■ What to work on
Format every line of the data below as a JSON list of strings, one string per line, leaving out any blank lines.

(Stored data)
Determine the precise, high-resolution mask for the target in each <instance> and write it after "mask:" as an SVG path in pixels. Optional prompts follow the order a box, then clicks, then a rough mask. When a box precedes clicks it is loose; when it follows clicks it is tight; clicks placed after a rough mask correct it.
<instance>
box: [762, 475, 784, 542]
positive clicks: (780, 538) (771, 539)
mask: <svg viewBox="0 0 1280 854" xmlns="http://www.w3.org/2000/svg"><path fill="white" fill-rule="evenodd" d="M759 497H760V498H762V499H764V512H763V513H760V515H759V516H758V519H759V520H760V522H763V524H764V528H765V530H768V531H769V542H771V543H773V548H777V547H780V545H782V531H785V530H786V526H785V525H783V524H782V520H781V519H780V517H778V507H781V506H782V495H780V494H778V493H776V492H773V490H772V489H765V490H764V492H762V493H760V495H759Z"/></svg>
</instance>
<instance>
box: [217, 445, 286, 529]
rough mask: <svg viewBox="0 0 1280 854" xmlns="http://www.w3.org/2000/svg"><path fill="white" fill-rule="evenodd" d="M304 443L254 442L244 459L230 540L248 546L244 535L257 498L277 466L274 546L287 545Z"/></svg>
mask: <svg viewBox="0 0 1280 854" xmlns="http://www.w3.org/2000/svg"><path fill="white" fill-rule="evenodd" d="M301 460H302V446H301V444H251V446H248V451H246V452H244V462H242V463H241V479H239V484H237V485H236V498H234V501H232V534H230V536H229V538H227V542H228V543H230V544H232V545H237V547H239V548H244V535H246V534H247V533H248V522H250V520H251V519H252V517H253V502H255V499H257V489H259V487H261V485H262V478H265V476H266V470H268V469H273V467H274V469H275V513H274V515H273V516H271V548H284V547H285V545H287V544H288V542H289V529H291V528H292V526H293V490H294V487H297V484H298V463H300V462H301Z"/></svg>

■ Result
[
  "Determine the precise, high-resolution mask for the target in each <instance> and write it after \"mask:\" as an SVG path in pixels. Optional prompts follow the order a box, then clicks, then a rough mask. When a box precedes clicks it is loose; when it follows clicks it is tight; clicks placed after a rough mask correct it.",
  "<instance>",
  "box: [762, 475, 784, 542]",
  "positive clicks: (780, 538) (771, 539)",
  "mask: <svg viewBox=\"0 0 1280 854\" xmlns=\"http://www.w3.org/2000/svg\"><path fill=\"white\" fill-rule=\"evenodd\" d=\"M759 497H760V498H762V499H764V512H763V513H760V515H759V516H758V519H759V520H760V522H763V524H764V528H765V530H768V531H769V542H771V543H773V548H777V547H780V545H782V531H785V530H786V526H785V525H783V524H782V520H781V519H780V517H778V507H781V506H782V495H780V494H778V493H776V492H773V490H772V489H765V490H764V492H762V493H760V495H759Z\"/></svg>",
  "</instance>",
  "<instance>",
  "box: [217, 445, 286, 529]",
  "rough mask: <svg viewBox=\"0 0 1280 854\" xmlns=\"http://www.w3.org/2000/svg\"><path fill=\"white\" fill-rule=\"evenodd\" d=\"M304 443L254 442L244 459L230 540L248 546L244 535L257 498L277 466L274 546L287 545Z\"/></svg>",
  "mask: <svg viewBox=\"0 0 1280 854\" xmlns=\"http://www.w3.org/2000/svg\"><path fill=\"white\" fill-rule=\"evenodd\" d=\"M301 460H302V446H301V444H251V446H248V451H246V452H244V462H242V463H241V479H239V484H237V485H236V498H234V501H232V534H230V536H229V538H227V542H228V543H230V544H232V545H237V547H239V548H244V535H246V534H247V533H248V522H250V520H251V519H252V517H253V502H255V499H257V489H259V487H261V485H262V478H265V476H266V470H268V469H273V467H274V469H275V513H274V515H273V516H271V548H284V547H285V545H287V544H288V542H289V529H291V528H292V526H293V490H294V487H297V484H298V463H300V462H301Z\"/></svg>"
]